(Excerpts of labeled region data)
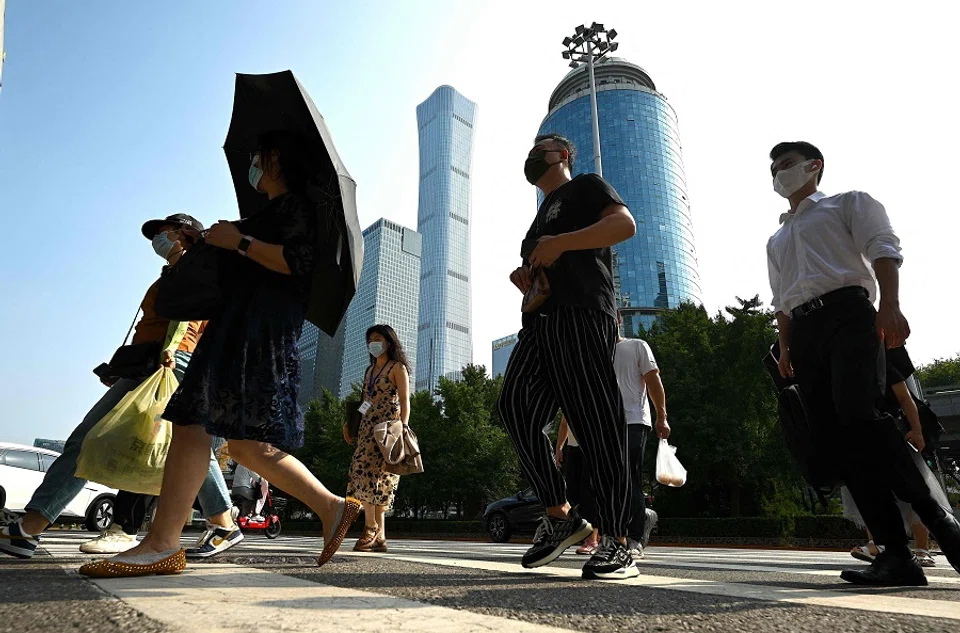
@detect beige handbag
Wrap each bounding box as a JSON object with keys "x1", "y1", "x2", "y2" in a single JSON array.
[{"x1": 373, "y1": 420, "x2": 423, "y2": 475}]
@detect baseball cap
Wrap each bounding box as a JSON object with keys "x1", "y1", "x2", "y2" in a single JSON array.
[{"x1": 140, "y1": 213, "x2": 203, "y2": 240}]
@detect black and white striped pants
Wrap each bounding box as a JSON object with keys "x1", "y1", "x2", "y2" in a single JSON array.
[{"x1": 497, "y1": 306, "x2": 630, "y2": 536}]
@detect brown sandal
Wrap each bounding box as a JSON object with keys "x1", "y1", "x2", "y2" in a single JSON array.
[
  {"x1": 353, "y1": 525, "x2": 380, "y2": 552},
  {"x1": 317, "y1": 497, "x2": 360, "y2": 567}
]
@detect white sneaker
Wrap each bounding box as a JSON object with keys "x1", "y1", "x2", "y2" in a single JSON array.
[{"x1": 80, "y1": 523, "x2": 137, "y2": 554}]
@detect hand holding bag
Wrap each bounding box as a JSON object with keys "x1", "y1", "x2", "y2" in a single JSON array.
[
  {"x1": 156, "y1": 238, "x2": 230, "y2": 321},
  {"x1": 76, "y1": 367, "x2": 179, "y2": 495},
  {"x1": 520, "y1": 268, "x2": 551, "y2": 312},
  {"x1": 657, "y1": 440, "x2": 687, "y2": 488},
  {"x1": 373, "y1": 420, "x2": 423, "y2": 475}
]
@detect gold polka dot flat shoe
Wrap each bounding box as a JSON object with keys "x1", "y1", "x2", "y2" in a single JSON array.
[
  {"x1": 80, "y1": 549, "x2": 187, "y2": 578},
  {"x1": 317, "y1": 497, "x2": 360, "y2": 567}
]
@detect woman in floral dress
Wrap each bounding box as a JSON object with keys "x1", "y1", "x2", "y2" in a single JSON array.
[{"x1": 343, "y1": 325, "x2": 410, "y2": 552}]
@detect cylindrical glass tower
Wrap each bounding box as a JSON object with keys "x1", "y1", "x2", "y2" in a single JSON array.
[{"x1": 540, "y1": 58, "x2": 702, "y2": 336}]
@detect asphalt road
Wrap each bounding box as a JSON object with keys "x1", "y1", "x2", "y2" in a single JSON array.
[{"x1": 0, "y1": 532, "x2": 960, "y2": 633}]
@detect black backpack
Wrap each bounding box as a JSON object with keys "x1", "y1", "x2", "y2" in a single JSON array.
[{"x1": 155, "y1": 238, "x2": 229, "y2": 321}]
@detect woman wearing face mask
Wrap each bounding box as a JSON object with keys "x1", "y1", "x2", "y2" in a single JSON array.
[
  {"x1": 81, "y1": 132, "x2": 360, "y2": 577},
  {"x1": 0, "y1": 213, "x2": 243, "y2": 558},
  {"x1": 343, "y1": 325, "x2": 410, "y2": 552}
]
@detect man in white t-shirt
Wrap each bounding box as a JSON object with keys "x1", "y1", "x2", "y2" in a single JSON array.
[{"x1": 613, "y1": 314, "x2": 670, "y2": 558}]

* [WHAT THE TASK REQUIRES] Reproduce the rows above from the line with "wearing face mask" through the last line of the rows, keeping the request lines, and offset every bounding box coordinate by -132.

* [ANSWER IN FULL]
@detect woman wearing face mask
Wrap each bounding box as a JSON object with keys "x1", "y1", "x2", "y2" in a single JSON array.
[
  {"x1": -51, "y1": 0, "x2": 228, "y2": 445},
  {"x1": -132, "y1": 81, "x2": 111, "y2": 426},
  {"x1": 211, "y1": 193, "x2": 278, "y2": 420}
]
@detect man in white t-shirt
Wrap each bounding box as a JSON object with keys "x1", "y1", "x2", "y2" in a single JSON array.
[{"x1": 481, "y1": 182, "x2": 538, "y2": 426}]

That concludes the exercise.